DATA ENGINEER
PROFESSIONAL SUMMARY
Data Engineer with 5 years of experience in designing, developing, and optimizing AWS and Big Data solutions. Expertise in building scalable data pipelines, ETL processes, and cloud-based architectures using cutting-edge technologies like AWS Glue, Redshift, EMR, S3, Apache Spark, Hadoop, and PySpark. Strong background in data integration, real-time analytics, and data warehousing, with a focus on performance optimization and automation.
CORE QUALIFICATIONS
Expertise in AWS services: S3, Glue, Redshift, Lambda, EMR, Athena, Step Functions, Kinesis, and CloudFormation.
Strong experience in Big Data technologies: Hadoop, Hive, HDFS, Spark, MapReduce, and Kafka for large-scale data processing.
Proficient in Python, Scala & PySpark for ETL development, data transformations, and real-time streaming data processing.
Skilled in SQL and NoSQL databases: Redshift, PostgreSQL, DynamoDB, MySQL, and Cassandra.
Designed and implemented scalable data pipelines using AWS Glue, Apache Airflow, and Step Functions for data orchestration.
Built real-time data streaming applications leveraging AWS Kinesis and Kafka.
Expertise in CI/CD pipelines and Infrastructure-as-Code (IaC) using AWS CloudFormation and Terraform.
Strong experience in data injection, storage, and processing using Hadoop ecosystem tools like Sqoop, Hive, Pig, Spark, MapReduce, Spark Streaming, Flume, Kafka, HBase, Oozie, Zookeeper, and HDFS.
Excellent experience importing and exporting data using Sqoop from RDBMS to HDFS and vice versa.
Well-versed in implementing partitioning, dynamic partitioning, and bucketing concepts in Hive to compute data metrics.
Processed data in HDFS by developing solutions, analyzing data using MapReduce, Hive, Pig, and producing summary results from Hadoop to downstream systems.

→ **GIVEN ENTRIES**:

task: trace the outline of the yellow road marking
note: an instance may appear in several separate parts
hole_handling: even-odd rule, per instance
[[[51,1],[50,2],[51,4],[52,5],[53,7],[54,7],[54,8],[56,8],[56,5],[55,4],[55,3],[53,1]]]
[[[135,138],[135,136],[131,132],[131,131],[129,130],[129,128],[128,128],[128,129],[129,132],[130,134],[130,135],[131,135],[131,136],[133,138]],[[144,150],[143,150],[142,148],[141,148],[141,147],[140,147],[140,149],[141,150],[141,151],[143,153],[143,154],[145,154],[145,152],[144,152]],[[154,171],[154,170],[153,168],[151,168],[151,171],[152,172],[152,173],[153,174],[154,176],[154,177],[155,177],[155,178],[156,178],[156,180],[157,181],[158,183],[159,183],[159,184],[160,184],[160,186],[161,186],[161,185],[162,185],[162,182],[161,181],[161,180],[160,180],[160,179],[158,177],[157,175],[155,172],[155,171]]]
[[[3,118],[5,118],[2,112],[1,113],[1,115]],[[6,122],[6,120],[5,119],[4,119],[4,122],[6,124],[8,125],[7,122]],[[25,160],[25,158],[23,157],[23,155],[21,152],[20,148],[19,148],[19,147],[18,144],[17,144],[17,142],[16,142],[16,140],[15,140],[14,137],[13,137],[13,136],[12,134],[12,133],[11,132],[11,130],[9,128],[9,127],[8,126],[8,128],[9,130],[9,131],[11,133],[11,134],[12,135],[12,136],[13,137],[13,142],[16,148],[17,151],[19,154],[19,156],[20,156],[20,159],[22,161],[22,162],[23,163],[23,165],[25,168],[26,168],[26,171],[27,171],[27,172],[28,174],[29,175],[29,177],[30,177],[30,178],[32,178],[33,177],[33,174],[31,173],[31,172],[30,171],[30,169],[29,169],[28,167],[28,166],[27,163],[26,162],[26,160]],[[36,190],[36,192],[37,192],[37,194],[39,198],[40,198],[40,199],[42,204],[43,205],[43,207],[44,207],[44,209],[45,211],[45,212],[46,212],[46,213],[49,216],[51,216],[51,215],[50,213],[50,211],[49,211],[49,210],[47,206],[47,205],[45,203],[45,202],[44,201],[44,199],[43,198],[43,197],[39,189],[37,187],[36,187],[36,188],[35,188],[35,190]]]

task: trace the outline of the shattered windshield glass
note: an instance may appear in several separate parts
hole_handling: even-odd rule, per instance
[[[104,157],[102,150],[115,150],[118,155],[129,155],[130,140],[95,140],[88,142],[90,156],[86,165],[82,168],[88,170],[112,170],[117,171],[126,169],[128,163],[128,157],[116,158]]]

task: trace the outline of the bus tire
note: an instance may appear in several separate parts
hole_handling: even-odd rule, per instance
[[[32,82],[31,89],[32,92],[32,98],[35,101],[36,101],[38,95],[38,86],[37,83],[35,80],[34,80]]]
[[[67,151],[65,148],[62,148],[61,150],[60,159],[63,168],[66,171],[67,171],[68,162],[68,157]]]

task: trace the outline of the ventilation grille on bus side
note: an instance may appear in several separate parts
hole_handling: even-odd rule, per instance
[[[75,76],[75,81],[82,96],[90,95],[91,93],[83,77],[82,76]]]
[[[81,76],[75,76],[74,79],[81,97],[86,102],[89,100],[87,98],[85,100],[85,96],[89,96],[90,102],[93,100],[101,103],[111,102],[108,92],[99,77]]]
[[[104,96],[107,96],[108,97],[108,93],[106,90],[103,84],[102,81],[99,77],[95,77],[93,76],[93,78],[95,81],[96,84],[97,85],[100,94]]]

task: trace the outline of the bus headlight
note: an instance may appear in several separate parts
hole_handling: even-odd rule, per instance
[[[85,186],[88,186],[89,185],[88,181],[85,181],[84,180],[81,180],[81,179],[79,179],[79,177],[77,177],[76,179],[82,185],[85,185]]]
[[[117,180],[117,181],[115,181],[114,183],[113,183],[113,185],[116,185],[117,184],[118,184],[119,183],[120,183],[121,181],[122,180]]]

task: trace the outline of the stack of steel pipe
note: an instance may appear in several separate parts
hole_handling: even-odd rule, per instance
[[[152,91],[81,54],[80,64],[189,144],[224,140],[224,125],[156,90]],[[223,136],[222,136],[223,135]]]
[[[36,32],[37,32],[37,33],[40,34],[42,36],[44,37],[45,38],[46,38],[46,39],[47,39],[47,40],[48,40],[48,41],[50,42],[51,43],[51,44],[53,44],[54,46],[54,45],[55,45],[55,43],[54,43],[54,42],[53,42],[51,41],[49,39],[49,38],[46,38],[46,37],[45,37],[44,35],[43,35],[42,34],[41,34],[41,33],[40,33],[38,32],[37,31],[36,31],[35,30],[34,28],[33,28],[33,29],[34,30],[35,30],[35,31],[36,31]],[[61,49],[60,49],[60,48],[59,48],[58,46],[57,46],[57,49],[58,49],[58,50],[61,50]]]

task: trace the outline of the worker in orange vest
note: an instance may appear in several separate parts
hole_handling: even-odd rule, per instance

→ **INSTRUCTION 1**:
Answer these questions using the data engineer resume:
(a) How many years of experience does the professional summary claim?
(b) Which two tools are named for Infrastructure-as-Code?
(c) Which tool is credited with moving data between RDBMS and HDFS?
→ **INSTRUCTION 2**: Write the next part of the data engineer resume, picking up after its final line.
The listing has no connection to the data engineer resume.

→ **OUTPUT 1**:
(a) 5 years
(b) AWS CloudFormation and Terraform
(c) Sqoop

→ **OUTPUT 2**:
Experience in data modeling, predictive analytics, and developing best practices for data integration, analytics, and operational solutions.
Utilized Jira to track and manage data engineering tasks, prioritize backlog, and collaborate with team members to ensure timely delivery of data pipeline projects.
Strong experience in global delivery models (Onsite-Offshore model) involving multiple vendors and cross-functional engineering teams.
Excellent oral and written communication skills and a great team player.
Hands-on experience with data lake architectures, data warehousing, and performance tuning in cloud environments.
Strong analytical and problem-solving skills, with a proven ability to work in agile teams and collaborate across cross-functional teams.
TECHNICAL SKILLS:
Big Data & Cloud Platforms
AWS (Glue, Redshift, S3, EMR, Lambda, Kinesis), Hadoop (HDFS, Hive, Spark, MapReduce, Kafka)
Programming & Scripting
Python, PySpark, SQL, Shell Scripting, Scala
ETL & Data Processing
Apache Spark, AWS Glue, Hive, Sqoop, Airflow
Databases
Amazon Redshift, PostgreSQL, DynamoDB, MySQL, Cassandra
Version Control & DevOps
Git, GitHub, AWS CloudFormation, Terraform, CI/CD pipelines
Visualization & Analytics
AWS QuickSight, Tableau, Snowflake
Workflow Orchestration
Apache Airflow, Step Functions
PROFESSIONAL EXPERIENCE
Client: Duke Energy, Charlotte, NC Aug 2022- Feb 2025
Role: Data Engineer
Responsibilities:
Designed and Developed scalable Big Data solutions using AWS (EMR, Glue, Redshift) and Hadoop (HDFS, YARN, MapReduce) for distributed processing at petabyte scale.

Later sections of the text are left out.